**Data excerpts**:
*****
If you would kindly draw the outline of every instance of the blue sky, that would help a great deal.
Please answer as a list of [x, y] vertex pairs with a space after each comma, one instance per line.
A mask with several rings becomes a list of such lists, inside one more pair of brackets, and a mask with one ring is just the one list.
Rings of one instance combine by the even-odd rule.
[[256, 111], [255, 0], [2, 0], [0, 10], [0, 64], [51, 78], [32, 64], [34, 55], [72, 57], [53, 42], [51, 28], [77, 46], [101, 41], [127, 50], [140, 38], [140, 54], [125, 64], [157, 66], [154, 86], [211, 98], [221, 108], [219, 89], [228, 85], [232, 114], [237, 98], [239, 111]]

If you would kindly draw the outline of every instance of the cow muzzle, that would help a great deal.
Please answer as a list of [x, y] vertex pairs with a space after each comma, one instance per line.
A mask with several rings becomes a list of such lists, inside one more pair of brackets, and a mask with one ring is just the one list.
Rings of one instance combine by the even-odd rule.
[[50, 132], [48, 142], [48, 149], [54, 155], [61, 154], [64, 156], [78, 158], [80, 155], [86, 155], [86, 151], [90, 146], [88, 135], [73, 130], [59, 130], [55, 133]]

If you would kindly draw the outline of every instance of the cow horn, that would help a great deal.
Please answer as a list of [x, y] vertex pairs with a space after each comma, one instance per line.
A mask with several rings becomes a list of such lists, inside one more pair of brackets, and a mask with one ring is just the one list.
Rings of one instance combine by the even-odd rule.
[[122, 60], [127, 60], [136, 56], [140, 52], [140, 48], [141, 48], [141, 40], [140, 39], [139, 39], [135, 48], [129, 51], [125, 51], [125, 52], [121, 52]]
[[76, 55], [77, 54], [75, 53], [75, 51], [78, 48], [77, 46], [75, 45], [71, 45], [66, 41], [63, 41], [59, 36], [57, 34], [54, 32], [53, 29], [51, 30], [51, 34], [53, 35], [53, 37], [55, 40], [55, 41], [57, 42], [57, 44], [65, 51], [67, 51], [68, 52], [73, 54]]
*****
**What you have to do**:
Rewrite all of the records above, replacing "vertex pairs" with "coordinate pairs" everywhere it occurs and leaving everything else unchanged.

**Reply to the task**:
If you would kindly draw the outline of every instance of the blue sky, that would help a great deal.
Please answer as a list of [x, y] coordinate pairs with a space after each comma, one instance per line.
A mask with several rings becomes a list of such lists, inside one more pair of brackets, and a mask with one ring is just the one list.
Rings of one instance combine by the even-odd rule.
[[256, 111], [255, 0], [2, 0], [0, 10], [0, 64], [51, 78], [32, 64], [34, 55], [72, 57], [53, 42], [51, 28], [77, 46], [101, 41], [127, 50], [140, 38], [140, 54], [125, 64], [157, 66], [154, 86], [211, 98], [221, 108], [219, 89], [228, 85], [232, 114], [237, 98], [239, 111]]

If you would kindly draw the outline of every instance of the cow muzzle, that would help a great deal.
Please answer as a list of [x, y] coordinate pairs with a space after each comma, one instance per line.
A mask with several rings becomes a list of such lists, inside one more pair of brackets, and a mask with one ring is just the one list.
Rings of one instance combine by the even-odd rule.
[[50, 132], [48, 142], [48, 149], [54, 155], [61, 154], [64, 156], [78, 158], [80, 155], [86, 155], [86, 151], [90, 146], [88, 135], [73, 130], [59, 130], [55, 133]]

If you would kindly draw the outline of every instance of the cow horn, that would help a great deal.
Please answer as a list of [x, y] coordinate pairs with a space after each comma, one instance per line.
A mask with several rings becomes a list of such lists, inside one more pair of brackets, and a mask with one ring is just the one list.
Rings of one instance combine by the even-odd rule.
[[122, 60], [127, 60], [136, 56], [140, 52], [140, 48], [141, 48], [141, 40], [140, 39], [139, 39], [135, 48], [129, 51], [125, 51], [125, 52], [121, 52]]
[[76, 55], [77, 54], [75, 53], [75, 51], [78, 48], [77, 46], [75, 45], [71, 45], [66, 41], [63, 41], [59, 36], [57, 34], [54, 32], [53, 29], [51, 30], [51, 34], [53, 35], [53, 37], [55, 40], [55, 41], [57, 42], [57, 44], [65, 51], [67, 51], [68, 52], [73, 54]]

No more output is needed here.